Task to complete
Once the line holding "Target: rock with hole" is found in the listing below, write it out and each later line exactly, up to and including the one holding "of the grassy".

▼

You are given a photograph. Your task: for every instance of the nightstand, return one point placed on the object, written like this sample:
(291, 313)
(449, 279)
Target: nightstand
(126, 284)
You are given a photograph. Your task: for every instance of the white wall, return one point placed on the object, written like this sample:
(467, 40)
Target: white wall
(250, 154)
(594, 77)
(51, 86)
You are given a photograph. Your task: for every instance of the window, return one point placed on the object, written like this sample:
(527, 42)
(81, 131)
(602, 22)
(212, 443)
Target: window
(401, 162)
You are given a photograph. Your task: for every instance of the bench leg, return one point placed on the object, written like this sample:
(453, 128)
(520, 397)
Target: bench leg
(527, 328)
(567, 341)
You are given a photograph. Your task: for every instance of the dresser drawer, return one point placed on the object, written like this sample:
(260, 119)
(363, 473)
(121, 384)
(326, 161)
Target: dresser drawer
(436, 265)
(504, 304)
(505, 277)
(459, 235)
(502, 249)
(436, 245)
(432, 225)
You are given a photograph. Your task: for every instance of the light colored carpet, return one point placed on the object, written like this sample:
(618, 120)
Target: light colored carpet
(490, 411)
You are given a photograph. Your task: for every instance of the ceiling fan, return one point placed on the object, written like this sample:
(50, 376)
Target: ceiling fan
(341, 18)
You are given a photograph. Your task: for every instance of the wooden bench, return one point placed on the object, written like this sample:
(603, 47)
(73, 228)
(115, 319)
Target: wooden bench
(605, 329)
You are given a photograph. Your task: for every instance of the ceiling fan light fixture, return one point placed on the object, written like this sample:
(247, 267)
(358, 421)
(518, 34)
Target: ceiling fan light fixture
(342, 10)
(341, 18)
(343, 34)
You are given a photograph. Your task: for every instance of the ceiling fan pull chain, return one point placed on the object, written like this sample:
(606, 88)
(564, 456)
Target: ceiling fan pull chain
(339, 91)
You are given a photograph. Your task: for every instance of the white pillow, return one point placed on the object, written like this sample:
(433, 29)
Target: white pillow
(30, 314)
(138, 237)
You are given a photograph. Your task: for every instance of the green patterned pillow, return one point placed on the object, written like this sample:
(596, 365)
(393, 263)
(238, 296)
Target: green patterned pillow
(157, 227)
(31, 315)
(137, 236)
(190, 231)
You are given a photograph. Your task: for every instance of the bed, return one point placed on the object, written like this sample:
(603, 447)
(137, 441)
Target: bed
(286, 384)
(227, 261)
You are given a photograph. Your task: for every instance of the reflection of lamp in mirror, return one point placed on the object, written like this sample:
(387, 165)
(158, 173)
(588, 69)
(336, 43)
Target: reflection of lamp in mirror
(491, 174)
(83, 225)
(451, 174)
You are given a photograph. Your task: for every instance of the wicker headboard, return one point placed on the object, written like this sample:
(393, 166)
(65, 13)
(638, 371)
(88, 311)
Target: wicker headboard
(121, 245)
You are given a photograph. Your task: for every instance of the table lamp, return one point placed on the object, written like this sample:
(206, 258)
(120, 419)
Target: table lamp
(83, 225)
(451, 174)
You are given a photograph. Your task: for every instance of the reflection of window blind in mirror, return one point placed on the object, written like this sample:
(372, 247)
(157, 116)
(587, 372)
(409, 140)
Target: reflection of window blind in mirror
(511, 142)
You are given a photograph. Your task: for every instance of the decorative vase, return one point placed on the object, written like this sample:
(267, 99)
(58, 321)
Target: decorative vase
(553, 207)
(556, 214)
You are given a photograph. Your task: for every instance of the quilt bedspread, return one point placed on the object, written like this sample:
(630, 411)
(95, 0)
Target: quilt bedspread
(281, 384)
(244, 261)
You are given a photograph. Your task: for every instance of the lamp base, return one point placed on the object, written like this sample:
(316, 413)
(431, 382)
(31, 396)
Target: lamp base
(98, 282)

▲
▼

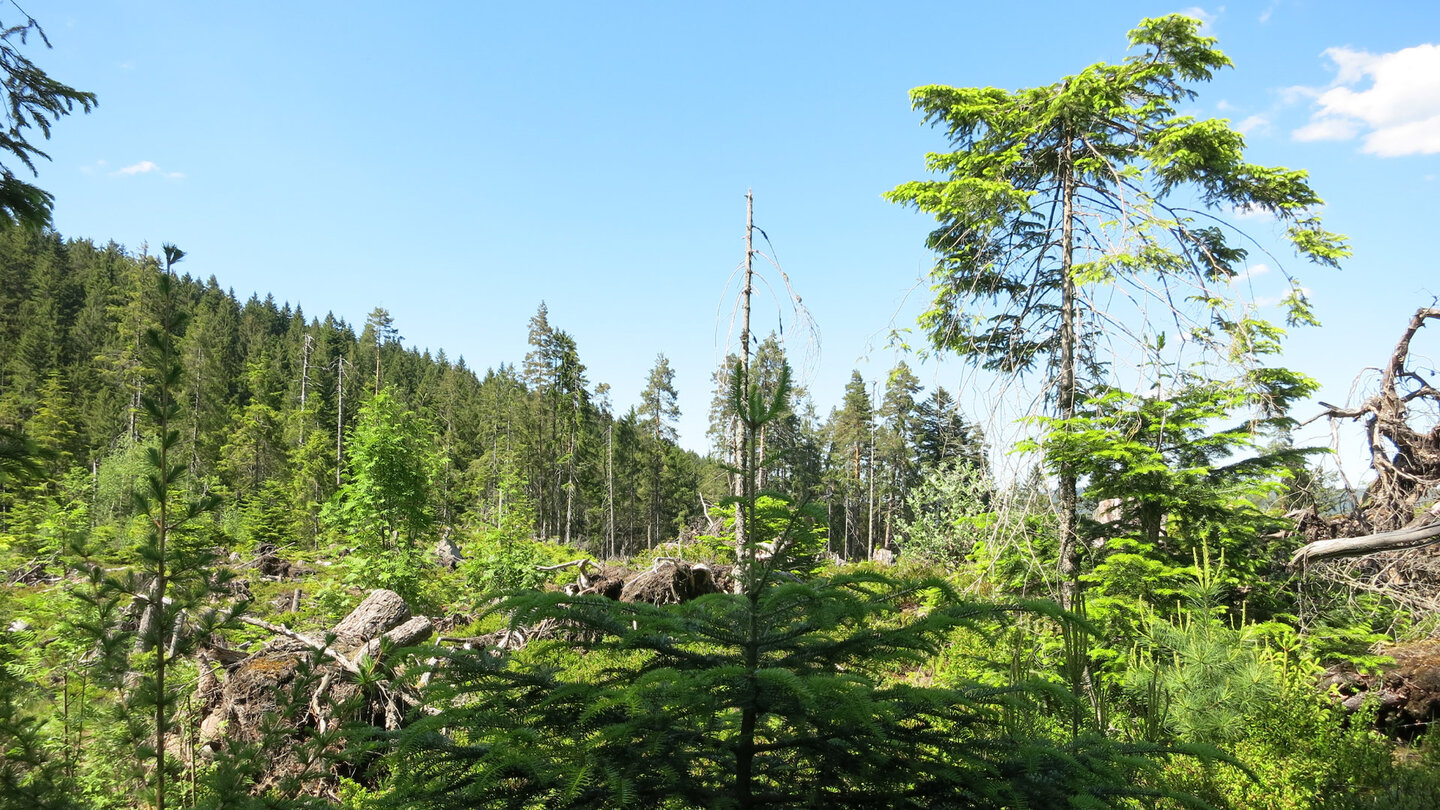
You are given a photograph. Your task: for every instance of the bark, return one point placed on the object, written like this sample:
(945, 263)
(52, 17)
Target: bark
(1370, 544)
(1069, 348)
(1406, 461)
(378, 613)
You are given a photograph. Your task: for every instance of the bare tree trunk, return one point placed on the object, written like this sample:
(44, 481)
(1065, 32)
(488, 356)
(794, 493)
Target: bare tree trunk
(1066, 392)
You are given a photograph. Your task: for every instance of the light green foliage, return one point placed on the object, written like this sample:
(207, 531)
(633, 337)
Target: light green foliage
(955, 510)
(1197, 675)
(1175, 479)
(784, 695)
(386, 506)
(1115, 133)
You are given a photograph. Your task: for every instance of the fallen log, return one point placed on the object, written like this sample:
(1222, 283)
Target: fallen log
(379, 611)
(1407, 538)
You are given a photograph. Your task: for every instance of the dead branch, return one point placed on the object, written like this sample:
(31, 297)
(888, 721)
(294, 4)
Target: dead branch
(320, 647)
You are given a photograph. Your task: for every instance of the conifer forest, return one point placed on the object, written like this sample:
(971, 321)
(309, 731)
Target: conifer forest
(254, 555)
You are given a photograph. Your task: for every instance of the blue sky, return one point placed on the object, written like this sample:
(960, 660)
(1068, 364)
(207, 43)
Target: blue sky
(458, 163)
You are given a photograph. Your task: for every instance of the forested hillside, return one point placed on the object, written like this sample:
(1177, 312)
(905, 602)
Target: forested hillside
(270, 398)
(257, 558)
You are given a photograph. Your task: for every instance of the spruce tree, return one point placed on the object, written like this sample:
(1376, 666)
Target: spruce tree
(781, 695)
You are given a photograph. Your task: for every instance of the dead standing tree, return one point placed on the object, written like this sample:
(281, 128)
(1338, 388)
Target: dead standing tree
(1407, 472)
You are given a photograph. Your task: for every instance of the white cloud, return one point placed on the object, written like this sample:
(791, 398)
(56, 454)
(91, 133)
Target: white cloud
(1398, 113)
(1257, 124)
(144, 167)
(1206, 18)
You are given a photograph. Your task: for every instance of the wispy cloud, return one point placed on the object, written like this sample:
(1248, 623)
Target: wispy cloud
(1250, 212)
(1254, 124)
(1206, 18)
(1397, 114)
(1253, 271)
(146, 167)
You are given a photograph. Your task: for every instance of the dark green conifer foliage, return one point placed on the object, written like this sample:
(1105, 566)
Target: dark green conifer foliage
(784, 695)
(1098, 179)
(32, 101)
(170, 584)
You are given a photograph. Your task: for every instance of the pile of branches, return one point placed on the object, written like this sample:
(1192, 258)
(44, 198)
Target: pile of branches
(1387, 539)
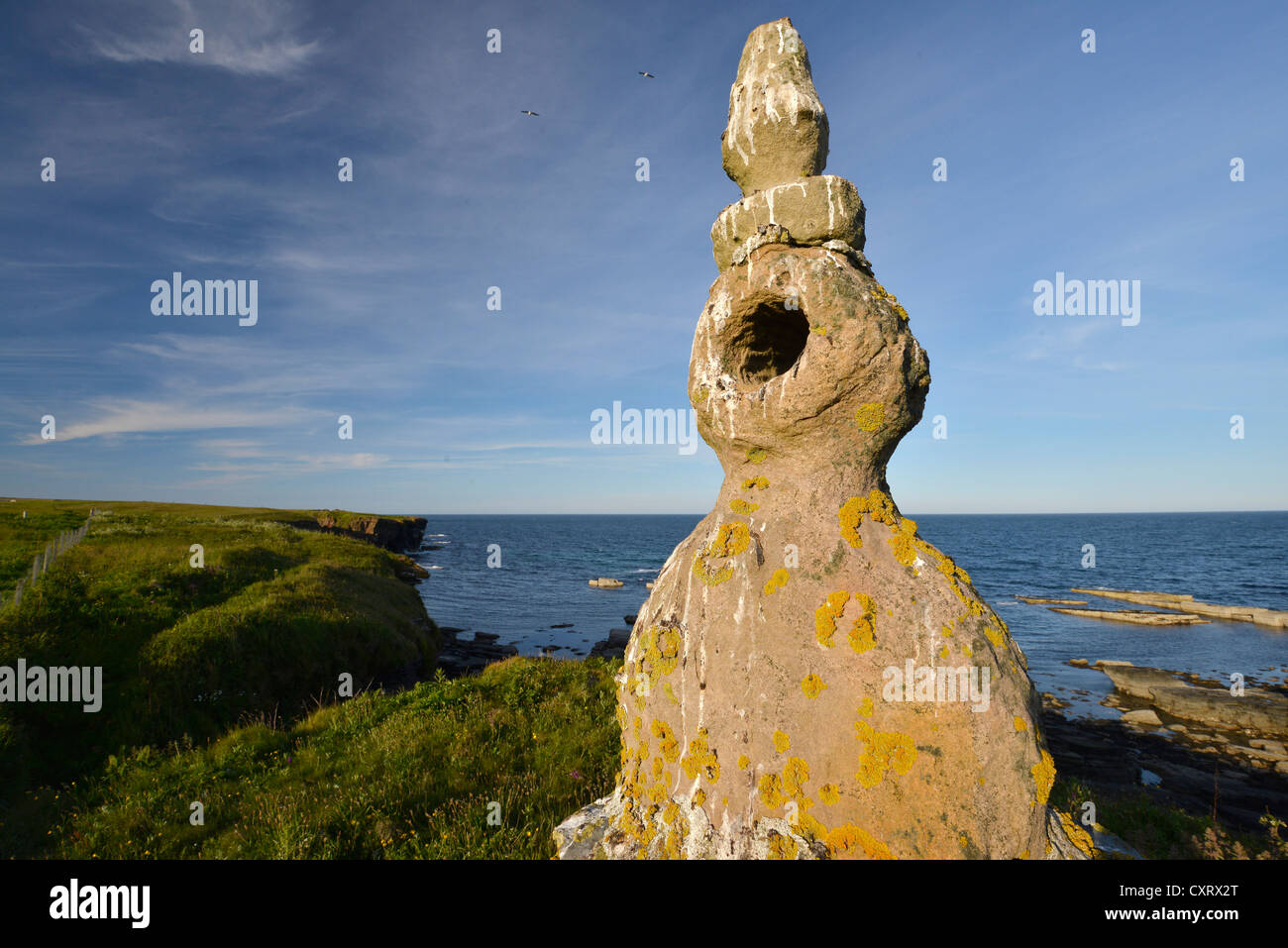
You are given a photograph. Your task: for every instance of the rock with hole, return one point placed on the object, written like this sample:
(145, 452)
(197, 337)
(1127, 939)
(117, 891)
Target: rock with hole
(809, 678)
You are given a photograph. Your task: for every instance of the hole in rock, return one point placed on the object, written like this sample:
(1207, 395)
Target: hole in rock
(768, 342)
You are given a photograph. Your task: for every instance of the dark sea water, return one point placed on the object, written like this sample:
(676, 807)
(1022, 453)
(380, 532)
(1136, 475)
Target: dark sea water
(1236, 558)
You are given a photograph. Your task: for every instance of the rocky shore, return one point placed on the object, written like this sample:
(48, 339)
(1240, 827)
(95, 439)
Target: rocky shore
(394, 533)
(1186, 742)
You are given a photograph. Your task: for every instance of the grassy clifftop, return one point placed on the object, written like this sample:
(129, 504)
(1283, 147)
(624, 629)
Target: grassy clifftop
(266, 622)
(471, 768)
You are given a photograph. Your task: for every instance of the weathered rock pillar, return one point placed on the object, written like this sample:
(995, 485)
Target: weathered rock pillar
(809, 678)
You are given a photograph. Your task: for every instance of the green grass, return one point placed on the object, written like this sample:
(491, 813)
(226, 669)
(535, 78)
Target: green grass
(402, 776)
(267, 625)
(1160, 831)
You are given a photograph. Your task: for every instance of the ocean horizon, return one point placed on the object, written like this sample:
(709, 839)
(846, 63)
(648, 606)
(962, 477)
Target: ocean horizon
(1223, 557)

▲
▼

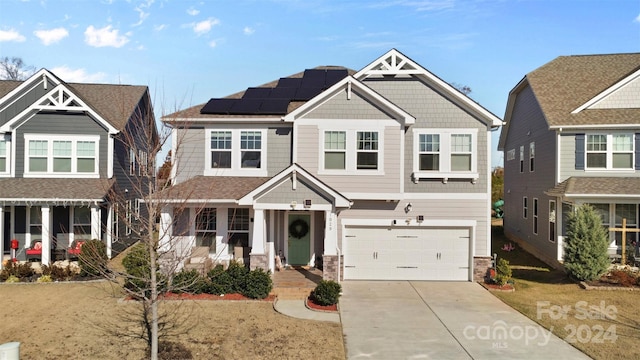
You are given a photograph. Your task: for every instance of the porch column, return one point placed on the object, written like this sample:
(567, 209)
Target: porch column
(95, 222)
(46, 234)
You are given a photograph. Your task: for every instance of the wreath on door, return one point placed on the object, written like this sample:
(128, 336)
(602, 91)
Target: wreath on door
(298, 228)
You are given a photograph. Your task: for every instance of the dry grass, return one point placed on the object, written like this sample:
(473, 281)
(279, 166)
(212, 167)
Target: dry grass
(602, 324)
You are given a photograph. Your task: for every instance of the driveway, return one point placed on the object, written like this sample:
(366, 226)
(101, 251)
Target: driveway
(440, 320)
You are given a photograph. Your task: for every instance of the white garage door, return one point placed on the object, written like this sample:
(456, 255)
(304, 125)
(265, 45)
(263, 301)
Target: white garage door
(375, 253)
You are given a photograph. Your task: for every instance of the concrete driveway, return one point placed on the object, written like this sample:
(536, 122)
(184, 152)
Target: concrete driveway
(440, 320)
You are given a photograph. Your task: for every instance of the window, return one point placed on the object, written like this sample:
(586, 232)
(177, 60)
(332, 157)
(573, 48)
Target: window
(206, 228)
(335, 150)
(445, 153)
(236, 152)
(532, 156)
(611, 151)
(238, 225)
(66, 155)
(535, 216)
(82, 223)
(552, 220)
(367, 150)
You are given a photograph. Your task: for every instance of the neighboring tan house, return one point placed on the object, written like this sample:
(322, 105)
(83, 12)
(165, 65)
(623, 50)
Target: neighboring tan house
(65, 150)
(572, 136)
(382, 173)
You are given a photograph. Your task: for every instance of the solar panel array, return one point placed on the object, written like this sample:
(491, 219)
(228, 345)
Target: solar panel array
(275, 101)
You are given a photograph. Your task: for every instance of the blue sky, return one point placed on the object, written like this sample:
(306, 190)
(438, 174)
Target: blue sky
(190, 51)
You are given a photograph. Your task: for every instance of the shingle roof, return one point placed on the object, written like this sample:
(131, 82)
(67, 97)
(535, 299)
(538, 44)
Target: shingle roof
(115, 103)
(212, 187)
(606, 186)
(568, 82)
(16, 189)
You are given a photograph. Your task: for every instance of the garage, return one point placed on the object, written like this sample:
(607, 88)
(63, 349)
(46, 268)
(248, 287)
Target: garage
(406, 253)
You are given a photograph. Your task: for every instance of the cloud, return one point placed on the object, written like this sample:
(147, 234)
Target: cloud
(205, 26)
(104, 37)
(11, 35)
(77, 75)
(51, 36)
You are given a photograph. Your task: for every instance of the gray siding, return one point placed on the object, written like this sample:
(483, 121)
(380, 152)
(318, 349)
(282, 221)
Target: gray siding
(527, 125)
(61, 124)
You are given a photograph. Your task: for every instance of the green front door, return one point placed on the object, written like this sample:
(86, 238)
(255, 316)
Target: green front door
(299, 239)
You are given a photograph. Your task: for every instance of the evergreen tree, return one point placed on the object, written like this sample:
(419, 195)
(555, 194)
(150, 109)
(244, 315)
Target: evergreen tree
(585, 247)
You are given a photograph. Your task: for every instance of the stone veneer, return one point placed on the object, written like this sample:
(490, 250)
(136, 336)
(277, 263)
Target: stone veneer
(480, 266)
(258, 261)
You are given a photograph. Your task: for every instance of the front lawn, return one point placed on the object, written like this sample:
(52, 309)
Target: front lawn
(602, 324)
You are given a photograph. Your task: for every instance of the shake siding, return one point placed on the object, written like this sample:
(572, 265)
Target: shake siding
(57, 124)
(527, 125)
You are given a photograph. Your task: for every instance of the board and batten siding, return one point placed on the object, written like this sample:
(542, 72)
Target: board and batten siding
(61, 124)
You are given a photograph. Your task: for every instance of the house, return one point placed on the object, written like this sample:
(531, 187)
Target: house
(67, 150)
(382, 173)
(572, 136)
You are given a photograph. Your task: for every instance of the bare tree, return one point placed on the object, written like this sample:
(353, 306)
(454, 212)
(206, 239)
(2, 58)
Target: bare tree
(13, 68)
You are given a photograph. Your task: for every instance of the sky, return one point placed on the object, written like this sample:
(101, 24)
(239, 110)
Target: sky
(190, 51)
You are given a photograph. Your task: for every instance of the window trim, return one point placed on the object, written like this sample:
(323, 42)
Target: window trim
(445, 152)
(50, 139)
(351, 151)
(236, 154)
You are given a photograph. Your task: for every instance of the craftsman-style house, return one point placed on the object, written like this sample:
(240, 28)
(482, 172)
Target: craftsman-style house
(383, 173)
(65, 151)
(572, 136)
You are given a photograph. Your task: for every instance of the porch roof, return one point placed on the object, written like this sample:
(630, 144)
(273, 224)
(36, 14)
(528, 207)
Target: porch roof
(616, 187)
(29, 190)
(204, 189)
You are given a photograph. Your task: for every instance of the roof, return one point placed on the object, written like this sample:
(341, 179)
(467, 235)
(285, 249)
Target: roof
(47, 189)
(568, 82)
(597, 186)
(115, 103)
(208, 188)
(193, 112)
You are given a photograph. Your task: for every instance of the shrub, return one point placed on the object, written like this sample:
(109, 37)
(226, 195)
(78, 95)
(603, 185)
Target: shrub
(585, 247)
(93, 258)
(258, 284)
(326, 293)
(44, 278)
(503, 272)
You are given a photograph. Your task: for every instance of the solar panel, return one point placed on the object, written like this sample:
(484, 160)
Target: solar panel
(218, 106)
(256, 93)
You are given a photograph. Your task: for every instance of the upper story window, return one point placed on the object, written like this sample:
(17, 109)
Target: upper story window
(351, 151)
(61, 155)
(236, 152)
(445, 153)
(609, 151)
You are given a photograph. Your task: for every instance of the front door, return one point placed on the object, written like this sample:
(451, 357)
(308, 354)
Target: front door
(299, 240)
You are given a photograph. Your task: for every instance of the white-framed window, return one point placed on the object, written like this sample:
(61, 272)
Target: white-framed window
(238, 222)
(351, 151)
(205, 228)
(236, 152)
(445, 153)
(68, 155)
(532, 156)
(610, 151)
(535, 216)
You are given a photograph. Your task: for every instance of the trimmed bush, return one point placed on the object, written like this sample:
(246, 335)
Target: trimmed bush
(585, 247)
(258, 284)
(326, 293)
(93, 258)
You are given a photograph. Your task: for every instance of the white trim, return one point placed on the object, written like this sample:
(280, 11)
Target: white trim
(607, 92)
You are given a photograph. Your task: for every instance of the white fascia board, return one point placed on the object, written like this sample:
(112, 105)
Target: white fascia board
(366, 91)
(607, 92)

▲

Answer
Target: rock with hole
(809, 678)
You are given a photograph. Your task: for every instance of the hole in rock, return one point placed on the object, written like this sample:
(1207, 395)
Target: hole in rock
(768, 342)
You are given a photograph. Your task: for every instance of the dark sea water, return one point placed on the object, written like this sample:
(676, 807)
(1022, 453)
(380, 532)
(1136, 475)
Target: dark sea water
(1236, 558)
You are given a photograph. Your task: for every instance of the rocky shore, return one point placed on the object, written like this sample:
(48, 339)
(1240, 827)
(95, 439)
Target: rocky shore
(394, 533)
(1186, 742)
You are given a photograph. Your task: for every instance of the grassy clifftop, return one point placed on the object, written like this sample:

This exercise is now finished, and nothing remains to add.